Sarı-kırmızı Ocaklılar ve yeşil-beyaz Güçlüler arasındaki mücadeleyi, sportif olarak Galatasaray-Fenerbahçe; politik olaraksa CHP-DP çekişmesine benzetenler vardı. Farklı bireysel ve sosyal motivasyonlarla şekillenen bu büyük rekabetten sonuçta kent futbolu karlı çıktı. Futbol sevgisi ve kültürünün yükseldiği kentte aynı zamanda üst düzey futbolcular yetişmişti. Futbol tutkusuna doğup büyüdükleri Trabzon’da kapılan bu gençlerden bazıları yükseköğrenim uğruna memleketlerini terk ederken, gittikleri şehirlerde futbol yaşamlarını sürdürmüşlerdir. Daha sonra Türkiye Futbol Federasyonu Başkanlığı’nı da yapacak olan Gençlerbirliği efsanesi Hasan Polat, kardeşi Ali Polat, Galatasaray’ın unutulmaz yıldızlarından Salim Satıroğlu ve Ahmet Karlıklı, Fenerbahçeli Taka Naci, Zekeriya Bali, Beykoz’un ünlü kalecisi Sıtkı Taşer, Beşiktaş’ta kaptanlık da yapacak olan milli futbolcu Nazmi Bilge “Trabzon’un futbol elçileri” arasında ilk akla gelen isimlerdir.

▬▬▬

▸ Görev 1:
Trabzon futboluyla ilgili alıntıya göre şunları yanıtlayın:
(a) Ocaklıların renkleri nelerdi?
(b) Hasan Polat hangi kulübün efsanesi olarak anılıyor?
(c) Nazmi Bilge, Beşiktaş'ta hangi görevi de yapacaktı?
▸ Görev 2:
Trabzon futboluyla ilgili alıntının devamını yazın.

▸ Verilen malzeme:
▬▬▬

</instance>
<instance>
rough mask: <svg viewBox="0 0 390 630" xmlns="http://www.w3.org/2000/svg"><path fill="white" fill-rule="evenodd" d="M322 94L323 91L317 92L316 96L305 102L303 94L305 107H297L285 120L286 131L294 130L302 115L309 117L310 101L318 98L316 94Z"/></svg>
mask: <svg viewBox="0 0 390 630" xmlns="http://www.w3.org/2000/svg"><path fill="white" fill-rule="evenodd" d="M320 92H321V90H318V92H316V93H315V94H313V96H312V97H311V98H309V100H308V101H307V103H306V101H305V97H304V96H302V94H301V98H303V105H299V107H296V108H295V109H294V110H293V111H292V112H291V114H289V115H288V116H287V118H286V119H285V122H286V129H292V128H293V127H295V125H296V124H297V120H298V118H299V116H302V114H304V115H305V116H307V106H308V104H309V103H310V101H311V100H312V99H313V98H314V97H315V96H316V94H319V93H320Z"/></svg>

▬▬▬

▸ Yanıt alanı 1:
(a) Sarı-kırmızı
(b) Gençlerbirliği
(c) Kaptanlık

▸ Yanıt alanı 2:
Trabzonspor’a Doğru…

İdmanocağı, mahalli ligdeki şampiyonluklarının yanı sıra üç defa Türkiye amatör şampiyonluğunu da kazanarak yurt çapında tanınan bir kulüp haline gelmişti. İdmanocağı ve Ankara Havagücü’nün 1958 yılında düzenlenen Türkiye Amatör Şampiyonası’nı aynı puan ve averajla tamamlaması üzerine kupa ikiye bölünmüş ve Ocaklılar yarım bir kupayı müzelerine götürmüşlerdi. Ocak’ın tarihi, sayısız başarı ve enteresan hikâyelerle doluydu. Onların ulusal çaptaki haklı şöhreti, 1965 senesinde Beşiktaş takımını Mithatpaşa’da 1-0 yenerek Türkiye Kupası’ndan elemeleriyle de perçinlenmişti. Başarılarla dolu bir tarihe, güçlü bir kimlik ve yaklaşık yarım asırlık kurumsal bir deneyime sahip bu kulüp, Trabzon’u profesyonel liglerde temsil etme misyonunu kendi ismi ve renkleri ile üstlenmek için direnecekti...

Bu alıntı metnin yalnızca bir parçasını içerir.